##### Page excerpt #####

- Born: Fawn Evette Wilson September 5, 1976 (age 50)
- Occupations: Author, CEO
- Notable work: Uncle Nearest Premium Whiskey
- Spouse: Keith Weaver ​(m. 2003)​
- Father: Frank Wilson

= Fawn Weaver =

American entrepreneur and author

Fawn Evette Weaver (née Wilson; born September 5, 1976) is an American entrepreneur and author who held the position of CEO at Grant Sidney Inc. In 2017, Weaver co-founded Uncle Nearest Premium Whiskey where she was CEO until June 2026. She is the founder of the Nearest Green Foundation. In March 2021, she was named to Endeavor's board of directors. In July 2026, court filings revealed that Fawn Weaver and her husband, Keith Weaver, were fired from Uncle Nearest for defaulting on over $100 million in loans, with total combined liabilities estimated near $200 million.

== Early years ==
Fawn Weaver grew up in Pasadena as the daughter of Frank and Philomina Wilson. Her father, a Motown recording artist, changed career to become a Christian minister in around 1975. At a young age, Weaver was introduced to Motown stars like Stevie Wonder and Smokey Robinson, they became a part of her father's ministry rather and not because her father was a renowned writer and producer.

She left home at 15, staying with school friends in Jordan Downs, the Watts projects, for a short period. Later, she resided in three different homeless shelters, with Covenant House in Hollywood being her final stop.

Before turning 19, Weaver established her first company, FEW Entertainment, specializing in PR and special events. Early on, she secured two corporate clients, enabling the business to grow.

== Career ==

=== Uncle Nearest Premium Whiskey ===
In 2016, Weaver went to Tennessee to interview Nearest Green's descendants, including Victoria Eady Butler, for a book project. Weaver's work helped reveal the history of Jack Daniel Distillery included Nearest Green as its first master distiller and mentor to a young Jack Daniel, inspiring her to found and launch the Nearest Green Distillery and the Uncle Nearest Premium Whiskey brand in 2017. This made Weaver the first African-American woman to head a major spirits brand, and also the first American spirit brand with an all-female executive team. In 2019, was the first African-American featured on the cover of American Whiskey magazine.

By 2018, the brand had expanded to 12 countries, and is now the best-selling African-American owned spirit ever. In September 2019, Uncle Nearest opened its first distillery, set on a 270-acre ranch in Shelbyville, Tennessee.

##### Supplied data #####

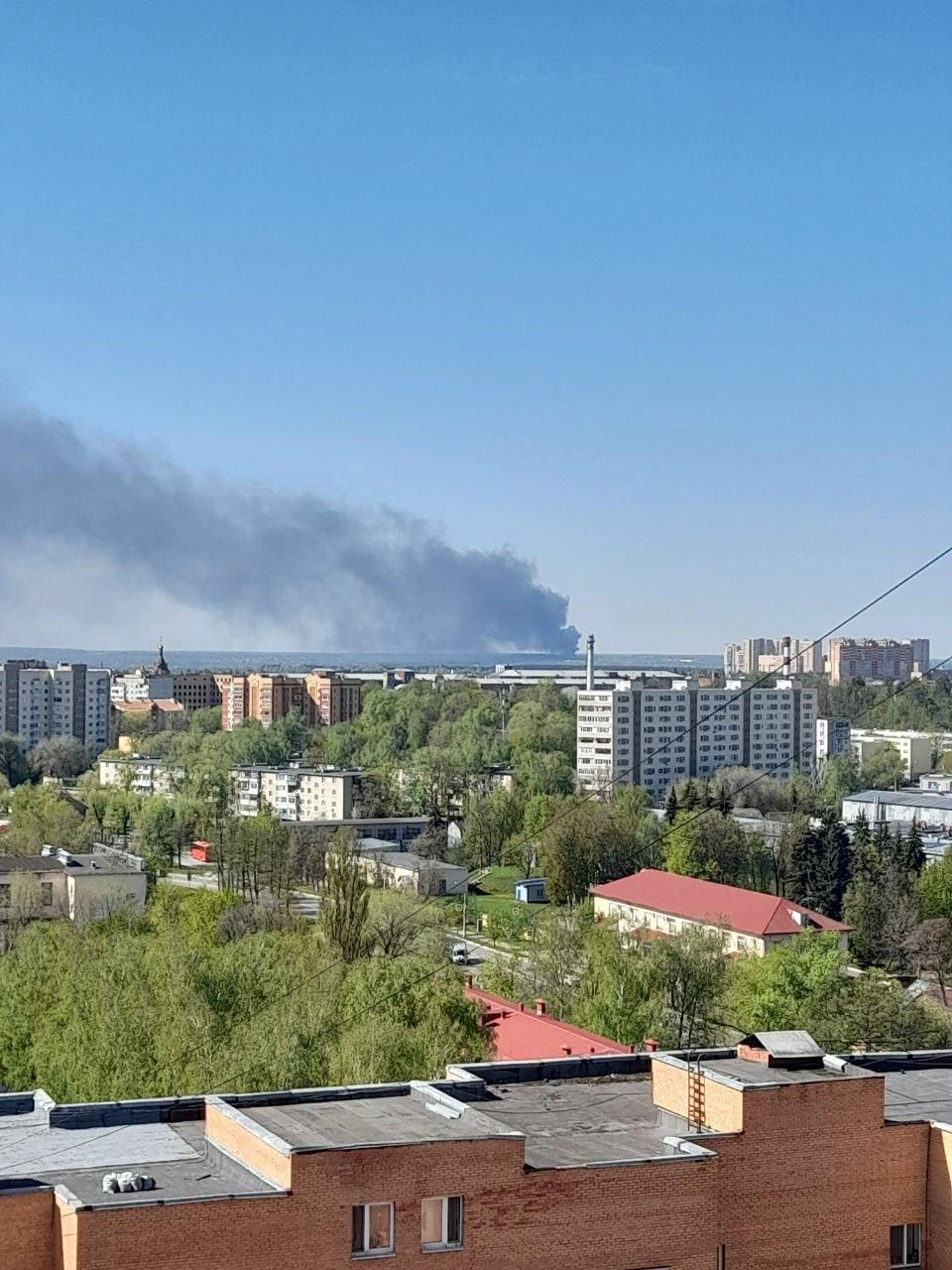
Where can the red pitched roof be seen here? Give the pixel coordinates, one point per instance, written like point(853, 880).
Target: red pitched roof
point(747, 911)
point(522, 1034)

#####

**Problem set**
(1) Using the Fawn Weaver biography, answer these:
(a) What was the name of the first company Weaver founded before turning 19?
(b) Which homeless shelter was her final stop?
(c) Where did Uncle Nearest open its first distillery in September 2019?
(2) Write the next part of the Fawn Weaver biography, picking up after its final sentence about the Shelbyville distillery.

**Answers for the tasks**
(1)
(a) FEW Entertainment
(b) Covenant House in Hollywood
(c) On a 270-acre ranch in Shelbyville, Tennessee

(2)
Weaver was named one of Food & Wine's Drinks Innovators of the Year in 2022, alongside Uncle Nearest master blender Victoria Eady Butler.

Before establishing the distillery, Weaver also founded the Nearest Green Foundation, which honors the legacy of Green with a scholarship program, a museum, a memorial park, Uncle Nearest Premium Whiskey and a book. The foundation also provides full college scholarships for any of Green's descendants to attend the school of their choice. She also helped create the Nearest & Jack Advancement Initiative, a joint venture between the foundation and Jack Daniel's. It includes the Nearest Green School of Distilling certification program at Motlow State Community College, a Leadership Acceleration Program that offers apprenticeships to African-Americans, and a business incubation program for black micro distillers.

In 2020, Weaver started the Black Business Booster program, to help ten Black-owned spirits companies with branding, distribution, and capital. In June 2021, Weaver and Uncle Nearest formed the $50 million Uncle Nearest Venture Fund to invest in minority-owned spirits companies.

In 2026, Uncle Nearest remained under federal court-appointed receivership following litigation with its primary lender. In July 2026, court filings disclosed that founder and CEO Fawn Weaver and co-founder Keith Weaver had been terminated from their positions by the receiver, effective June 1. The receiver stated that the decision reduced operational confusion among employees and vendors while the company pursued restructuring and a potential sale. Weaver has disputed aspects of the receivership and related legal proceedings. In mid-2026, Weaver disappeared from social media amid backlash from her prior posts stating Uncle Nearest was healthy and the receivership was “over”. Weaver stated her reason for leaving social media was to write a book, while many have responded to this update as a cash grab and attempt to control the narrative outside of court filings.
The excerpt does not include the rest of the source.